--- Begin ---

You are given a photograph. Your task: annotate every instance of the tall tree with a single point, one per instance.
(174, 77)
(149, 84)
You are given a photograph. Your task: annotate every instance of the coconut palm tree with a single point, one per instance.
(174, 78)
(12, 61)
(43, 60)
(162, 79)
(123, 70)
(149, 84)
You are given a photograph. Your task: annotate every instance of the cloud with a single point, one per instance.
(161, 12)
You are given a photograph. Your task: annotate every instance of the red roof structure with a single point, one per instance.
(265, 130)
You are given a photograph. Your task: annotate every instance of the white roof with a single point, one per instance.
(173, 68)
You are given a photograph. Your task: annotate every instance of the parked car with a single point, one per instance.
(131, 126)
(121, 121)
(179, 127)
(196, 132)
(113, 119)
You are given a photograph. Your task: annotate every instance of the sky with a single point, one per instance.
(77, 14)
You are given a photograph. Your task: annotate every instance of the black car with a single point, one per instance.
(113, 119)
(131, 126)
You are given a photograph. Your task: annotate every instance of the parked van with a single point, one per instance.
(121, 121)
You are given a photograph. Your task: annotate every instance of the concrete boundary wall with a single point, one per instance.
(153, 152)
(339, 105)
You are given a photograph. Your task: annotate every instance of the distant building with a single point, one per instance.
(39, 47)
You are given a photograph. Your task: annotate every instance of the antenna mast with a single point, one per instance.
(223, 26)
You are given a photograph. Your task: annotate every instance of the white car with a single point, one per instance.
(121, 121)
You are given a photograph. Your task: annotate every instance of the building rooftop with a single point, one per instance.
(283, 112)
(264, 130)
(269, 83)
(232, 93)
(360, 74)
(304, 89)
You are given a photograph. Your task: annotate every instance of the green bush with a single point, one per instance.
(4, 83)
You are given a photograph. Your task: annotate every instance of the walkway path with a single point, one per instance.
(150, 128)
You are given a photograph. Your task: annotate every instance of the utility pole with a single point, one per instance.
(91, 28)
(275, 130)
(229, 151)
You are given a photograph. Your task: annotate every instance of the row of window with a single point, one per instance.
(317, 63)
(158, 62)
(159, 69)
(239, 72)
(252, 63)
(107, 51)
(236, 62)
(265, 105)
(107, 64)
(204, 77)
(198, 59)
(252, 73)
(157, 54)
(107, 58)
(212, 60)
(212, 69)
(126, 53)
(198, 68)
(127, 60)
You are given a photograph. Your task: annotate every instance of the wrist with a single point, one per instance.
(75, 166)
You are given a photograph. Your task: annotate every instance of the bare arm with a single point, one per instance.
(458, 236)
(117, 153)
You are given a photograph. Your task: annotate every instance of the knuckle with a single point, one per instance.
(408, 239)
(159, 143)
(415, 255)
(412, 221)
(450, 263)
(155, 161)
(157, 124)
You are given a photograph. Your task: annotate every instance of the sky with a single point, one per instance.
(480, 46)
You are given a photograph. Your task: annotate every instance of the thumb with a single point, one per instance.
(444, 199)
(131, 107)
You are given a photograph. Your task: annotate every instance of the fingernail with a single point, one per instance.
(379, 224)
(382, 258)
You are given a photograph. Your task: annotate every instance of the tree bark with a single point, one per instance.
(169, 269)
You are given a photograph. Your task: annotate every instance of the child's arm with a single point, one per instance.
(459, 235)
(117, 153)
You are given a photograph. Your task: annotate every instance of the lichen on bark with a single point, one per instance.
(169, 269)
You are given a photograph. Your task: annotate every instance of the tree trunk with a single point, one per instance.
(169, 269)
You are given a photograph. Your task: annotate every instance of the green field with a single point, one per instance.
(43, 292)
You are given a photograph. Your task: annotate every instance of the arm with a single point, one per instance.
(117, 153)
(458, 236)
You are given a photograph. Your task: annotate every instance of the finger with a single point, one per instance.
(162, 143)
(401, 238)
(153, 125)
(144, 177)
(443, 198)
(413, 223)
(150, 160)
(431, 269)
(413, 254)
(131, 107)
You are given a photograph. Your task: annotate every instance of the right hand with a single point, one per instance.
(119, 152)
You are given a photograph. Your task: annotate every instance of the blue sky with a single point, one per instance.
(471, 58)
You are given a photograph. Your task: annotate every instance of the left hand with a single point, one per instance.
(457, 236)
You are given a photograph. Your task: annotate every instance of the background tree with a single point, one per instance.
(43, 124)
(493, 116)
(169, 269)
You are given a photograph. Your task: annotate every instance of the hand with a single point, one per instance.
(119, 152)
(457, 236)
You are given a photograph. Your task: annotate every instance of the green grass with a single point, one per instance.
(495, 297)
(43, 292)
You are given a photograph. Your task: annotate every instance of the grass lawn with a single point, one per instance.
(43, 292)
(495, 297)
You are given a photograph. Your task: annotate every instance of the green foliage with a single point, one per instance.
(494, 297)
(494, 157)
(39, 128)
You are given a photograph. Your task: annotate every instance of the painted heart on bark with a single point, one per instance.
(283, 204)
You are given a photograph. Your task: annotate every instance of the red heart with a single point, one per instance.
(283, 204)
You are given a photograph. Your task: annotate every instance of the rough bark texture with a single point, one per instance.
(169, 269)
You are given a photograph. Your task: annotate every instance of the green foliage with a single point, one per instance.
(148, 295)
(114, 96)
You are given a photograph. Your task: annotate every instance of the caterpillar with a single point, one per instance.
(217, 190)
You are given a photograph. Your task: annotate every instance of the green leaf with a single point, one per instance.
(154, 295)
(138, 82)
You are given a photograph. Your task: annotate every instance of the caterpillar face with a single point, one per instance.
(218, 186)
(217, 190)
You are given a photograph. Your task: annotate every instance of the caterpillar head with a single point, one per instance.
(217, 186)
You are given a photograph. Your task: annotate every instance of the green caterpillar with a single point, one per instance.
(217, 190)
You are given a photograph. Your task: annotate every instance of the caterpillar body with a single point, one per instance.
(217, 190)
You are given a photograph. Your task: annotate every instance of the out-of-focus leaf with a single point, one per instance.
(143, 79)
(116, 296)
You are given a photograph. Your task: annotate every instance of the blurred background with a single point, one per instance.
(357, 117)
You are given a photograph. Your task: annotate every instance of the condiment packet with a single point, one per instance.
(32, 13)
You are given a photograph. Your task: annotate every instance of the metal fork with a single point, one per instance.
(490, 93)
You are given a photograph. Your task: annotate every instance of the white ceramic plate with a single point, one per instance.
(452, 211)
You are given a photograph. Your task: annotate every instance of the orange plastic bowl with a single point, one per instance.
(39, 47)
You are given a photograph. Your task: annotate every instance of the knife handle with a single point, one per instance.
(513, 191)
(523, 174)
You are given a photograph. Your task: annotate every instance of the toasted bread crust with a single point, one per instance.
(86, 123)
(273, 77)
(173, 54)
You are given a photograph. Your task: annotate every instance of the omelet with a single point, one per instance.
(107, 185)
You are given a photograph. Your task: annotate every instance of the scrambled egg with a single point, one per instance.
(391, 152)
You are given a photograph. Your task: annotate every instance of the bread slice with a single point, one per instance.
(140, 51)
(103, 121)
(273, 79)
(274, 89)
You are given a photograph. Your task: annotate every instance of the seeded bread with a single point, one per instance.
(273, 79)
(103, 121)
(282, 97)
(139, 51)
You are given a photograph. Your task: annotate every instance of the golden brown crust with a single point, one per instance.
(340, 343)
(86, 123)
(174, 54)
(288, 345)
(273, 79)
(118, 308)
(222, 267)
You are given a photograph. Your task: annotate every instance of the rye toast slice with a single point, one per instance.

--- End ---

Problem to work on: Repeat the entries exactly, all of them.

Problem solution:
You are given a photograph. Your task: annotate every instance of the tall tree with a single point, one per instance.
(174, 77)
(149, 84)
You are given a photograph. Your task: annotate every instance of the coconut palm tree with a single point, one per instance.
(174, 78)
(12, 61)
(43, 60)
(162, 79)
(123, 70)
(149, 84)
You are given a photograph. Your task: annotate every instance of the cloud with a single point, one per instance.
(161, 12)
You are given a photograph. Your task: annotate every instance of the red roof structure with a single point, one per instance.
(265, 130)
You are given a photograph. Your task: annotate every instance of the white roof with a single point, one per instance.
(173, 68)
You are given a photograph. Your task: annotate every instance of the parked car with a single point, one per instance.
(131, 126)
(121, 121)
(179, 127)
(196, 132)
(113, 119)
You are given a photograph. Your task: annotate every instance of the sky with a single point, one per instance.
(77, 14)
You are given a photograph. Your task: annotate every instance of the black car with a single point, one per instance.
(113, 119)
(131, 126)
You are given a photograph. Your task: annotate every instance of the parked van with a single point, one per instance.
(121, 121)
You are given a photograph. Your task: annotate every instance of the concrete boundary wall with a single point, one per instance.
(153, 152)
(339, 105)
You are given a photograph. Your task: annotate every instance of the distant building with a single point, one per instance.
(39, 47)
You are given a photograph. Your task: annotate every instance of the antenna mast with a single point, one per instance.
(223, 26)
You are given a photograph. Your task: annotate every instance of the white car with a single point, one per instance.
(121, 121)
You are given a photograph. Your task: annotate every instance of the building rooftop with a single point, one per instance.
(283, 112)
(264, 130)
(269, 83)
(232, 93)
(360, 74)
(304, 89)
You are given a photograph. Your task: annotate every instance of the green bush with a single point, one per instance.
(4, 83)
You are given a photograph. Your task: annotate every instance of the walkway path with a single point, one per instance.
(150, 128)
You are given a photograph. Your task: annotate every instance of the utility pole with a single point, one per instance.
(91, 28)
(275, 130)
(229, 151)
You are given a photograph. Your task: annotate every instance of the row of window with a single point, one per instance.
(317, 63)
(158, 62)
(159, 69)
(239, 72)
(252, 63)
(107, 51)
(236, 62)
(265, 105)
(107, 64)
(204, 77)
(198, 59)
(252, 73)
(157, 54)
(107, 58)
(212, 60)
(212, 69)
(126, 53)
(198, 68)
(127, 60)
You are given a photograph. Your task: annotate every instance of the wrist with a single point, one per instance.
(75, 166)
You are given a photograph. Your task: annotate every instance of the bare arm with a single point, one per instance.
(458, 236)
(117, 153)
You are given a photograph. Your task: annotate every instance of the knuckle with a single point, one per instance.
(408, 239)
(159, 143)
(415, 255)
(412, 221)
(450, 263)
(155, 161)
(157, 124)
You are given a photograph. Your task: annotate every instance of the sky with a single point, one per instance.
(480, 46)
You are given a photograph. Your task: annotate every instance of the thumb with a single point, one per instance.
(444, 199)
(131, 107)
You are given a photograph. Your task: annotate every instance of the fingernail with a single point, one per instance.
(379, 224)
(382, 258)
You are given a photograph. Your task: annotate every instance of the tree bark with a single point, one per instance.
(169, 269)
You are given a photograph. Your task: annotate every instance of the child's arm with a single point, one per instance.
(459, 235)
(117, 153)
You are given a photograph. Your task: annotate every instance of the lichen on bark with a single point, one per instance.
(169, 269)
You are given a photograph. Your task: annotate every instance of the tree trunk with a single point, one per instance.
(169, 269)
You are given a photograph. Your task: annotate every instance of the green field with a single point, one per instance.
(43, 292)
You are given a photograph. Your task: annotate every instance of the arm with a single point, one per instance.
(117, 153)
(458, 236)
You are given a photograph. Your task: annotate every instance of the finger with a single point, one per instance.
(162, 143)
(401, 238)
(153, 125)
(144, 177)
(443, 198)
(413, 223)
(150, 160)
(431, 269)
(413, 254)
(131, 107)
You are given a photograph. Your task: annotate every instance of the right hand with a single point, one per instance.
(119, 152)
You are given a photograph. Your task: annotate every instance of the blue sky with a single point, one per instance.
(471, 58)
You are given a photograph. Your task: annotate every instance of the left hand with a single point, one per instance.
(457, 236)
You are given a photograph. Your task: annotate every instance of the background tree with a single point, one per instance.
(43, 124)
(493, 116)
(169, 269)
You are given a photograph. Your task: annotate every instance of the hand with a single point, one per instance.
(119, 152)
(457, 236)
You are given a photograph. Your task: annotate every instance of the green grass with a single point, one per instance.
(495, 297)
(43, 292)
You are given a photograph. Your task: annotate every instance of the grass lawn with a single point, one per instance.
(43, 292)
(495, 297)
You are given a photograph. Your task: annotate every instance of the green foliage with a single point, one per instance.
(494, 297)
(494, 157)
(39, 128)
You are given a photograph. Your task: annotate every instance of the painted heart on bark with a single point, one per instance.
(283, 204)
You are given a photograph. Your task: annotate every instance of the red heart with a single point, one per instance.
(283, 204)
You are given a photograph. Your task: annotate every instance of the rough bark texture with a single point, one per instance.
(169, 269)
You are given a photograph. Your task: annotate every instance of the green foliage with a single point, one per instance.
(148, 295)
(114, 96)
You are given a photograph. Your task: annotate every instance of the caterpillar with a single point, one per instance.
(217, 190)
You are given a photograph. Your task: annotate every instance of the green leaf with a single point, one per instance.
(154, 295)
(138, 82)
You are given a photograph. Your task: annotate every instance of the caterpillar face with a single point, one per instance.
(218, 186)
(217, 190)
You are given a photograph. Your task: annotate every instance of the caterpillar head with a single point, one per instance.
(217, 186)
You are given a photograph. Your task: annotate every instance of the green caterpillar with a single point, one per instance.
(217, 190)
You are given a photograph. Your task: annotate every instance of the caterpillar body with a single point, one per instance.
(217, 190)
You are given a photograph. Your task: annotate every instance of the out-of-focus leaf with a single point, one per instance.
(143, 79)
(116, 296)
You are given a photograph. Your task: annotate every instance of the blurred background with a single point, one per instance.
(357, 117)
You are given a photograph. Your task: annotate every instance of the condiment packet with a single point, one per instance.
(32, 13)
You are given a photograph. Your task: annotate every instance of the metal fork with a single point, one per instance.
(490, 93)
You are given a photograph. Your task: annotate every instance of the white ceramic plate with a single point, one per instance.
(452, 211)
You are given a photograph. Your task: annotate every instance of the orange plastic bowl with a single point, one per instance.
(39, 47)
You are given a photograph. Your task: annotate every instance of the knife handle with a single point, one per instance.
(513, 191)
(523, 174)
You are given a photograph. Your task: annotate every instance of the toasted bread crust with a single point, one per instance.
(86, 123)
(273, 77)
(173, 54)
You are given a photograph. Your task: annotate every instance of the omelet with a single point, one per instance.
(107, 185)
You are given a photograph. Your task: annotate every instance of the scrambled egg with a single point, one per instance.
(391, 152)
You are given a photograph. Your task: annotate every instance of the bread slice with a single point, one per instance.
(140, 51)
(103, 121)
(273, 79)
(274, 89)
You are given a photograph. Your task: annotate every instance of the seeded bread with a single point, one per instance.
(273, 79)
(103, 121)
(282, 97)
(139, 51)
You are given a photograph. Your task: annotate every instance of the golden brown crust with a single point, one per instance.
(340, 343)
(86, 123)
(174, 54)
(288, 345)
(273, 79)
(118, 308)
(222, 267)
You are given a photograph. Your task: annotate every instance of the rye toast slice with a single point, one per instance.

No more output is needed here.